------ Исходный текст ------

Но была и другая причина выбора этого наблюдательного пункта. Он возвышался над Уфимским железнодорожным вокзалом. Наблюдая за ним, юный Нуреев просиживал там часами. В течение нескольких лет он приходил туда каждый день, просто глядя на то, как отъезжают поезда, медленно набирая скорость. «Мне нравилось ощущение, будто это меня увозят колеса куда-то прочь, — признавался Рудольф. — Железная дорога привлекала меня больше, чем школа и даже дом. Уже много времени спустя в Ленинграде, приступая к созданию нового образа, я часто ходил на вокзал просто посмотреть на поезда, пока я не чувствовал, что движение становится частью меня, а я — частью движения. Это как-то помогало мне в танце, хотя я и не могу точно объяснить, чем».
Однажды в школе на уроке танца Рудику показали, как двигаться под музыку простой башкирской песни. Он не сразу ощутил то удовольствие, которое вскоре стал доставлять ему сам процесс танца. Но звонкие башкирские песни волновали и приносили радость. Как-то, придя домой из школы, мальчик протанцевал дома весь вечер, до тех пор, пока не пришло время идти спать.
Судя по всему, Фарида очень любила своего мальчика. Мать одной из первых заметила его страсть к движению, и Рудик с семи лет с удовольствием занимался в различных кружках народного танца.
Рано повзрослевший мальчишка с большими смышлеными глазами и льняными волосами — таким вспоминали Рудика Нуреева те, кто знал его еще ребенком. Подвижный маленький разбойник, своевольный, импульсивный — подобная характеристика явно не исчерпывает всех особенностей его детского характера. Достаточно сказать, что главное, что теперь привлекало мальчика к школьным занятиям, это… башкирские народные танцы. Преподаватели не могли не заметить усердие маленького Рудика на уроках танца, и его включили в небольшой детский ансамбль, выступавший по госпиталям перед ранеными воинами, прибывшими с фронта. Стоит ли говорить, что это оказалось едва ли не самым счастливым событием его детства!

------ Предоставленные материалы ------

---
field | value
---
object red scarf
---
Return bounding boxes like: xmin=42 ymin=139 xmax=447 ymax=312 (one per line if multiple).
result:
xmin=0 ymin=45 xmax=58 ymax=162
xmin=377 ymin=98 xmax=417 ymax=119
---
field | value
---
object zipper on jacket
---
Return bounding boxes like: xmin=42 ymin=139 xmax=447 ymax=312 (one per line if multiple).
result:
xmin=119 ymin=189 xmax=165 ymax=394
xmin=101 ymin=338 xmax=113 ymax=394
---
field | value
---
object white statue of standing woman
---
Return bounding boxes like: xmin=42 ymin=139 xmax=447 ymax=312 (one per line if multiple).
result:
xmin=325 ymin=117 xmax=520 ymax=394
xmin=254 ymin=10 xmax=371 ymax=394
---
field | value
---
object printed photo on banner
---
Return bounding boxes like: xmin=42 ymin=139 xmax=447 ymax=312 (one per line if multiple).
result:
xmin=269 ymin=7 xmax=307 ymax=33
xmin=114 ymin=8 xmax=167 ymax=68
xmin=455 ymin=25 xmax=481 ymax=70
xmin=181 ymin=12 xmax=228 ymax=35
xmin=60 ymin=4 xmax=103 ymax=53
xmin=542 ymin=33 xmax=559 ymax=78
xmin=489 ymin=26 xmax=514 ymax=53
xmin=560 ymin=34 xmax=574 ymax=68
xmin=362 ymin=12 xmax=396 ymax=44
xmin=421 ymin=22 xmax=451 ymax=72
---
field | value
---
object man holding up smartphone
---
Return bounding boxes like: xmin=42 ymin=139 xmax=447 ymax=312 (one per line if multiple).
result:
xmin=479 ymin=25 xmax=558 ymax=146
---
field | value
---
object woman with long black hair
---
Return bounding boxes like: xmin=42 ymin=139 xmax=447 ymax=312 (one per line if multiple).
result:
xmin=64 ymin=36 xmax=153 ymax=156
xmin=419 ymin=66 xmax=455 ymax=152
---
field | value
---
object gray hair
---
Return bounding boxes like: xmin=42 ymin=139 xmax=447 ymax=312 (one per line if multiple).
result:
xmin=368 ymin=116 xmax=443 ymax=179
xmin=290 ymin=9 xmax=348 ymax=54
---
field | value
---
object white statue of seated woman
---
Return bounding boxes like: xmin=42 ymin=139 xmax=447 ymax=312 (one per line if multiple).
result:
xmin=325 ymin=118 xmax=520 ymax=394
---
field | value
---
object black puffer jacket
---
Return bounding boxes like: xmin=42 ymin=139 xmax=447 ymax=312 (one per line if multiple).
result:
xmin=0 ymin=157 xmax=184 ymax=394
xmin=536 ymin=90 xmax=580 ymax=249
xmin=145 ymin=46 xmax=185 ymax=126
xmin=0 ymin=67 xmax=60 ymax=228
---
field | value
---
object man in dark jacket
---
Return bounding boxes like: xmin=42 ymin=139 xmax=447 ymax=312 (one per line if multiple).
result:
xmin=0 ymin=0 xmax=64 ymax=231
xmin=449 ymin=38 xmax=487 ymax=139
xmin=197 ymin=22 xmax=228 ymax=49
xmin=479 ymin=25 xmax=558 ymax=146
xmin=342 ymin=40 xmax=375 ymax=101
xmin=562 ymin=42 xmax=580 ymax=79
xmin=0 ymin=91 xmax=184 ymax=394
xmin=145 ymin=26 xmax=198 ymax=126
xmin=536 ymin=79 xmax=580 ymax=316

------

▶ _Задание_
Напишите продолжение отрывка о детстве Рудольфа Нуреева, начав сразу после его последнего предложения. Материалы для работы не понадобятся.

▶ _Место для ответа_
«Я думаю, что уже тогда, это было в конце войны, я раз и навсегда был отравлен похвалой. Все наши друзья постоянно твердили, что я одаренный, что я «действительно рожден для танца, и что я просто должен учиться в Ленинграде». Очевидно, что нигде, кроме Ленинграда, нельзя научиться танцевать. Я поверил в это, и с того времени это убеждение никогда меня не покидало. С самого моего детства все мои мысли были о Ленинграде. С того же времени также появилось мое непоколебимое убеждение, что самой судьбой предопределено мне стать профессиональным танцовщиком».[5]
Хамет Нуреев вернулся с фронта заместителем командира батальона по политической части в звании майора. На груди его среди прочих висели медали «За оборону Москвы» и «За победу над Германией…», ордена Красной Звезды и Отечественной войны.
Когда Хамет, прошедший войну настоящим героем, со множеством наград приехал в Уфу, Рудику было уже восемь лет. Отец с ужасом увидел в этом ребенке законченного маменькиного сынка. Фарида изо всех сил поощряла его неуемную энергию и любовь к музыке. А стремление к постоянному движению — разве было оно нормальным? Одним из любимых развлечений мальчика оказались прыжки, непременно под музыку, со стула на стул. И ведь ему и в голову не приходило, что дело может закончиться плохо и для него самого, и для мебели!
Хамет решил жестоко искоренить странную страсть сына к музыке и танцам.
— Балет — не профессия для мужчины, — твердил Нуреев-старший. — Все артисты пьяницы. Они ведут никчемное существование до сорока лет, после чего их выбрасывают из театра, и они становятся просто отребьем! Если мой сын станет танцором, он очень скоро кончит дворником!
Он хотел, чтобы сын пошел в ремесленное училище и приобрел надежную рабочую профессию, которая смогла бы его прокормить. И Хамет, и одноклассники Рудика насмешливо называли его «Балериной». За посещение танцевального кружка в Доме пионеров отец даже бил Рудика, но выбить из него «дурь» так и не смог. Хамет начал было прививать сыну вкус к мужским развлечениям — охоте и рыбалке, но Рудик возненавидел эти занятия.